Records of point placements
··········

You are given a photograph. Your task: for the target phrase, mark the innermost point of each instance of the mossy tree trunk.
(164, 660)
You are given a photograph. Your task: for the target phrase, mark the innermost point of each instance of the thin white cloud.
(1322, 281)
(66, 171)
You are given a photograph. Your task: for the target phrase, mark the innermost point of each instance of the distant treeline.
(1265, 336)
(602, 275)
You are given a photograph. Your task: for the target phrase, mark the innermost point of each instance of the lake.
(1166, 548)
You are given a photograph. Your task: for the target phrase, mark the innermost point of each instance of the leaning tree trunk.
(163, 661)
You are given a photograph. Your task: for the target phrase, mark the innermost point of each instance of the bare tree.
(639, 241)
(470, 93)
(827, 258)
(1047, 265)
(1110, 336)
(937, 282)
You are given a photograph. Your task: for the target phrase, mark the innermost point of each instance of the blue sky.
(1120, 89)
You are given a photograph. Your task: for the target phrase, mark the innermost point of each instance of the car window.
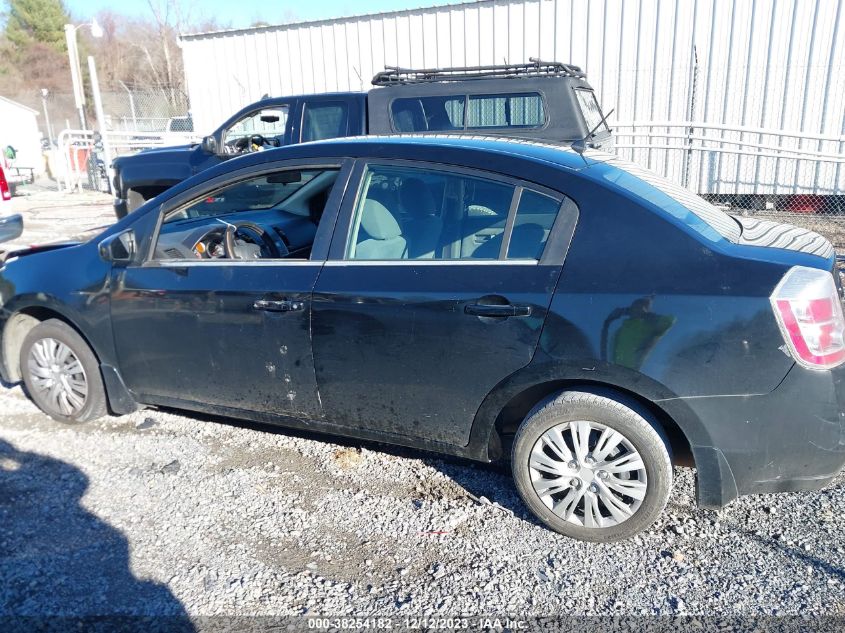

··········

■ **What is being asked**: Give every line of the items above as a JSON list of strings, one string per line, leaving out blank lines. Do not include the pictures in the list.

■ **Answer to this exercise**:
[
  "You are given a photograph. Your task: for the target phrase, mark the innermost point of each instance of the mossy tree trunk.",
  "(164, 660)",
  "You are given a photograph. Your task: for the target phrase, mark the innermost point of each instance of the thin white cloud.",
  "(1322, 281)",
  "(66, 171)",
  "You are given a photograph. Your task: for the target phrase, mark the innermost point of each instance of the distant treeline.",
  "(1265, 336)",
  "(602, 275)",
  "You are given a photograph. Your task: for the target phrase, mark the innermost point of each instance of the lake.",
  "(1166, 548)",
  "You are given a photograph. Your task: for the target phrase, mark the innermost point of each instance of the leaning tree trunk.",
  "(163, 661)",
  "You are given a photograph. Your task: for the target phrase, mark the innermost point of each instance of the bare tree.",
  "(639, 241)",
  "(470, 93)",
  "(827, 258)",
  "(1047, 265)",
  "(1110, 336)",
  "(937, 282)",
  "You are given a photograph. Your task: for the target phrase, mark the innermost point of each instance of the blue sky.",
  "(1120, 89)",
  "You are given a photograph. Your task: for the target phrase, mark the innermost point of each instance of the car window."
]